▶ Set exercise A:
Pull out each line of the records that contains the word "raised".

▶ Passage to read:
** Start **

The exhibit below illustrates this by comparing the performance of open-end funds from the MSCI/PREA U.S. AFOE Quarterly Property Fund Index to U.S. closed-end funds from the Burgiss Manager Universe dataset.1 When we compare the rolling 12-month time-weighted total returns, we find some differentiation, but overall the trends have been remarkably similar. The annualized time-weighted total return for closed-end funds over this period was 3.2% — and 4.0% for open-end funds.

Aggregate Performance of U.S. Closed- and Open-End Funds Was Similar in Recent Years

 
 
Source: Burgiss, MSCI

Source: Burgiss, MSCI

 
 

Similarity in aggregate performance did, however, mask a significant difference in the dispersion of individual fund returns between open- and closed-end funds. While results varied over time, looking, for example, at a five-year measurement period from 2015 to 2020, the 5th-to-95th-percentile spread in time-weighted returns for closed-end funds was 29%, compared to only 5% for open-ended funds, even after screening for closed-end funds with low levels of committed capital invested. Closed-end funds also had a wide dispersion (26%) during the first five years of the time period. Open-end funds, though more widely dispersed than at the end of the period, were still much less so (9%) than the closed-end funds.2

Investment Timing Was Key for Closed-End Funds

The exhibit above shows how similar the aggregate-performance trends were on a time-weighted basis, which is appropriate and useful for cross-asset-class comparisons, but it does not provide full insight into how investment-timing dynamics impacted closed-end investors. Managers of closed-end funds draw down capital as investment opportunities arise and return it to investors as asset strategies are realized. As a result, the proportion of committed capital employed varies over the life of a fund. Open-end funds are generally pressured to quickly invest capital from new subscriptions to avoid cash drag — and similarly to return capital to investors as soon as possible after a redemption request is made. This is one of a number of reasons the performance of open- and closed-end funds has traditionally been measured differently. Using internal rate of return (IRR) to measure the money-weighted returns of the same closed-end funds over the same period (as in the exhibit above) yields a result of 5.25%, a 2-percentage-point premium over the time-weighted result of 3.2%.

** End **

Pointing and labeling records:

** Start **

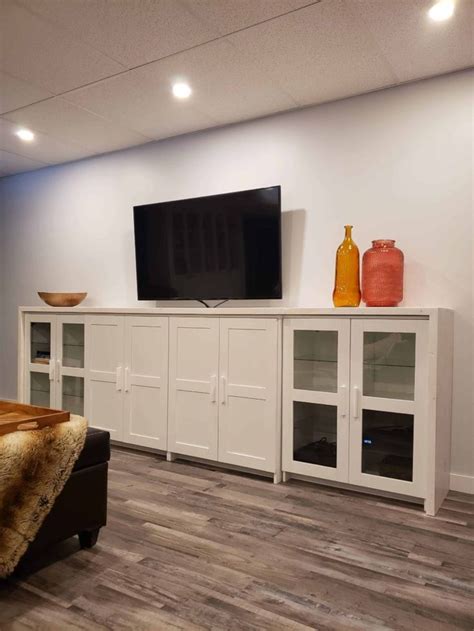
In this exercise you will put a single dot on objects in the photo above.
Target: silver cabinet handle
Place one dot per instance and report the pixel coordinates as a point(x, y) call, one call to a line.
point(343, 396)
point(223, 390)
point(213, 391)
point(356, 402)
point(118, 379)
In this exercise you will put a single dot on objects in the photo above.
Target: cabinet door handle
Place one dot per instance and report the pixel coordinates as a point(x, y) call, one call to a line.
point(343, 403)
point(356, 402)
point(223, 390)
point(213, 390)
point(118, 379)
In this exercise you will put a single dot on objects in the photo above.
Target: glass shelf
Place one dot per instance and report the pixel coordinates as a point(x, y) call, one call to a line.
point(389, 365)
point(40, 342)
point(40, 392)
point(73, 394)
point(73, 345)
point(315, 361)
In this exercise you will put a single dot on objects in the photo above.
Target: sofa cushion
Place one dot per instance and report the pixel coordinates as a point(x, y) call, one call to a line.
point(96, 449)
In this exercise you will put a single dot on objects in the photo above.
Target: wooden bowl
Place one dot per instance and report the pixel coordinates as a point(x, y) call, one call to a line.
point(62, 299)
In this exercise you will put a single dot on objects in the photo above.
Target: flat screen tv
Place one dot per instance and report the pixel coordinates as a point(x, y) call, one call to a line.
point(220, 247)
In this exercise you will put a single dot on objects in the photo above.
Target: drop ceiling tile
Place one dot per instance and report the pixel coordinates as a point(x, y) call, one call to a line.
point(414, 45)
point(226, 88)
point(131, 31)
point(36, 51)
point(16, 93)
point(11, 163)
point(43, 148)
point(316, 54)
point(141, 100)
point(71, 124)
point(226, 16)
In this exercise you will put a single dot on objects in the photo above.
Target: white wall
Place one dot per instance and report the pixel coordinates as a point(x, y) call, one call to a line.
point(396, 164)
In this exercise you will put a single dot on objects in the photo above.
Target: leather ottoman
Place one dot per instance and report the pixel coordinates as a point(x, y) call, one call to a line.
point(81, 507)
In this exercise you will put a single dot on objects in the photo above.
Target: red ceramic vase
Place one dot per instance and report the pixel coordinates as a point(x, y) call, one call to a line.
point(382, 274)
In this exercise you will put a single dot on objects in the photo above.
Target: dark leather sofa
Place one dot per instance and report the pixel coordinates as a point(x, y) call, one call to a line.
point(81, 507)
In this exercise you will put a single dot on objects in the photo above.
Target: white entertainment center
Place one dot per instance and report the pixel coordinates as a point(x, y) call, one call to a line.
point(358, 397)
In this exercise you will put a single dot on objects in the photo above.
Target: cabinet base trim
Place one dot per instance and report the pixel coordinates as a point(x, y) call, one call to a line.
point(461, 483)
point(351, 487)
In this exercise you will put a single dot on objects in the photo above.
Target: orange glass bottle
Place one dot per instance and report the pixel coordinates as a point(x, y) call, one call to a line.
point(346, 286)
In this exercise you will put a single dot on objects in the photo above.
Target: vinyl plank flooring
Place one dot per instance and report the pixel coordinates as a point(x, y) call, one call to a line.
point(189, 546)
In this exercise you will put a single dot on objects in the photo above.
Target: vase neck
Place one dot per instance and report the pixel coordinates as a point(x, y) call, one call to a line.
point(383, 243)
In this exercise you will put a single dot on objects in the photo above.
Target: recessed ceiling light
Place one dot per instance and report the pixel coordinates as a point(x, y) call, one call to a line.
point(181, 90)
point(442, 10)
point(25, 134)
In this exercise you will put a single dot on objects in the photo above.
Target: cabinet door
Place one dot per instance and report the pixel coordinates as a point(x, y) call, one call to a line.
point(194, 359)
point(146, 381)
point(70, 333)
point(248, 373)
point(389, 389)
point(316, 397)
point(104, 373)
point(40, 360)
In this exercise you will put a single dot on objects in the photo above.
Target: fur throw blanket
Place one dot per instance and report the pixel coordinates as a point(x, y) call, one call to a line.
point(34, 467)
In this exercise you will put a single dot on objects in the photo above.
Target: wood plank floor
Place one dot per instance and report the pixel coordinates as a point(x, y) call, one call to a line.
point(192, 547)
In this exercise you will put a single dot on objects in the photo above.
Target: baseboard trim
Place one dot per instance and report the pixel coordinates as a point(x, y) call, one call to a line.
point(462, 483)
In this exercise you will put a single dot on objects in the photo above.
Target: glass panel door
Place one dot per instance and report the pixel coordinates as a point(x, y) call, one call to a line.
point(73, 345)
point(40, 389)
point(70, 364)
point(39, 360)
point(387, 380)
point(73, 394)
point(40, 343)
point(316, 380)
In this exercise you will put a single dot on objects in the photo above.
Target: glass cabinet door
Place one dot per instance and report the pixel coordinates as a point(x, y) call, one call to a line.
point(387, 380)
point(39, 351)
point(70, 364)
point(316, 374)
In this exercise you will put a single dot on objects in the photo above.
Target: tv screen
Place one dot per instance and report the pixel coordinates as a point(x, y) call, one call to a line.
point(219, 247)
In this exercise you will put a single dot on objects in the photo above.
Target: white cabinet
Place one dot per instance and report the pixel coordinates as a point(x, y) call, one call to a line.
point(54, 362)
point(126, 377)
point(388, 408)
point(146, 382)
point(104, 373)
point(248, 392)
point(316, 397)
point(223, 398)
point(351, 396)
point(193, 372)
point(355, 402)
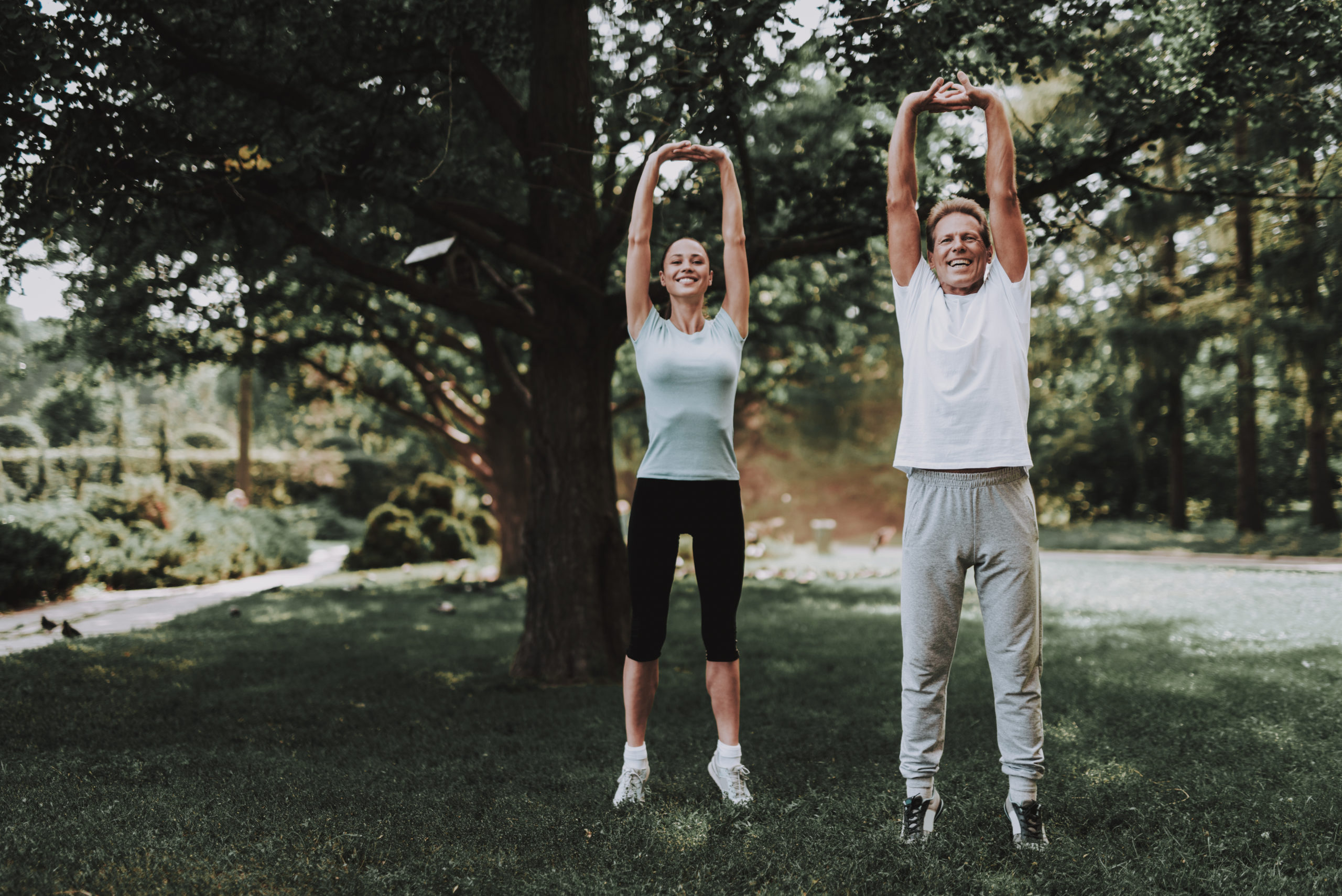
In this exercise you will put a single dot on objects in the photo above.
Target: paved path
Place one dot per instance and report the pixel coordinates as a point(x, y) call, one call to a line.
point(117, 612)
point(1106, 580)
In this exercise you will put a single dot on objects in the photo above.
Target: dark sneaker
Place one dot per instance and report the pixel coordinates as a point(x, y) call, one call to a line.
point(919, 817)
point(1027, 824)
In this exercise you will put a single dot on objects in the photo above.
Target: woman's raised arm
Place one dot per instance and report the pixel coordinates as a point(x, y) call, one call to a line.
point(736, 266)
point(638, 267)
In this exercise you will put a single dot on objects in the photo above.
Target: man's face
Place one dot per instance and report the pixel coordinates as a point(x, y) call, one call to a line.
point(959, 254)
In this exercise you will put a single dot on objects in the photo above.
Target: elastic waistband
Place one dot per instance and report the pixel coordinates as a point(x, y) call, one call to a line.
point(941, 479)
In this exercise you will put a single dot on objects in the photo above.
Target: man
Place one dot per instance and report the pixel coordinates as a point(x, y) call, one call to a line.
point(964, 329)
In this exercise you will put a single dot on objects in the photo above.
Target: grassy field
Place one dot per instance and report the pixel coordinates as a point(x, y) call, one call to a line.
point(353, 742)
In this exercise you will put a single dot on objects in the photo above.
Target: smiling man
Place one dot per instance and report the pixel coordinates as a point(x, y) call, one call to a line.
point(964, 330)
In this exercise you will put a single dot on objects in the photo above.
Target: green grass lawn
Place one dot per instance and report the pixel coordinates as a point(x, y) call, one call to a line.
point(353, 742)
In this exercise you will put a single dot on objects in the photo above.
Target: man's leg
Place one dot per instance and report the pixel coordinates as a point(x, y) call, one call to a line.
point(937, 544)
point(1008, 590)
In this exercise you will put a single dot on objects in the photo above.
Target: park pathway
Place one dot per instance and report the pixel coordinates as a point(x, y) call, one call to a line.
point(117, 612)
point(1077, 582)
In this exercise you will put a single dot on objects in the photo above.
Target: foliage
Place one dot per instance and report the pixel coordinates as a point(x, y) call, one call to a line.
point(387, 746)
point(416, 524)
point(33, 566)
point(142, 534)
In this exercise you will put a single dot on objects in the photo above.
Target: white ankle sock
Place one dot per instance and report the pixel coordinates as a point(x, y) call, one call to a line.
point(728, 755)
point(1022, 789)
point(919, 788)
point(636, 757)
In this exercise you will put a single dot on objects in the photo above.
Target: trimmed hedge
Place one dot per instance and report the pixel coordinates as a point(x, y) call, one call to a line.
point(145, 536)
point(34, 566)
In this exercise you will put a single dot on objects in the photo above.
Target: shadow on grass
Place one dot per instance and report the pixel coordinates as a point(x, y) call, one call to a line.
point(353, 742)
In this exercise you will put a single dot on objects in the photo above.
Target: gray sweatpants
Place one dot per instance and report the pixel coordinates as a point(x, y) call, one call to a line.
point(952, 522)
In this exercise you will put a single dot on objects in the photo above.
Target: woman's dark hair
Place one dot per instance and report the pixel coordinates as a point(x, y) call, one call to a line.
point(677, 241)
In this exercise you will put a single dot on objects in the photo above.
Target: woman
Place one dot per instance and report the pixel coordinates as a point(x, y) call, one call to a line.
point(689, 481)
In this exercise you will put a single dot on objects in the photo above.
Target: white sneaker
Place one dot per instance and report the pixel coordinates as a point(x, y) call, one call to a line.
point(630, 785)
point(730, 781)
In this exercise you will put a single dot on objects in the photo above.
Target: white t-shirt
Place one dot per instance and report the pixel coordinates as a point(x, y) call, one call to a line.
point(967, 381)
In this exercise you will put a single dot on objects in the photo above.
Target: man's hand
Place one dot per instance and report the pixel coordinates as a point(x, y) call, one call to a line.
point(940, 99)
point(979, 97)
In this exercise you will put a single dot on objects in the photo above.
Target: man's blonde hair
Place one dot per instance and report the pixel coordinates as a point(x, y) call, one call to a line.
point(962, 206)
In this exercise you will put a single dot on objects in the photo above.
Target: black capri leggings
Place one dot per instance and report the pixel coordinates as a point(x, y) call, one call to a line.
point(709, 510)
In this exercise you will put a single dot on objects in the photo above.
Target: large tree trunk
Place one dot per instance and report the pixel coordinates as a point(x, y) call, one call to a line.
point(578, 570)
point(1249, 502)
point(505, 433)
point(578, 612)
point(1314, 359)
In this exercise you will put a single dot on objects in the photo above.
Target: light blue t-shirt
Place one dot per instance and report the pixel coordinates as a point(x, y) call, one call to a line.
point(690, 393)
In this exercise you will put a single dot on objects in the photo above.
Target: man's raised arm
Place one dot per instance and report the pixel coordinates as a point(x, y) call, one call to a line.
point(1000, 176)
point(902, 191)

** End **

▶ Set exercise B:
List every distinct figure written with a percent sign in the passage on closed- and open-end funds.

▶ Right answer A:
Target: woman's raised arm
Target: man's raised arm

▶ Right answer B:
3.2%
4.0%
29%
5%
26%
9%
5.25%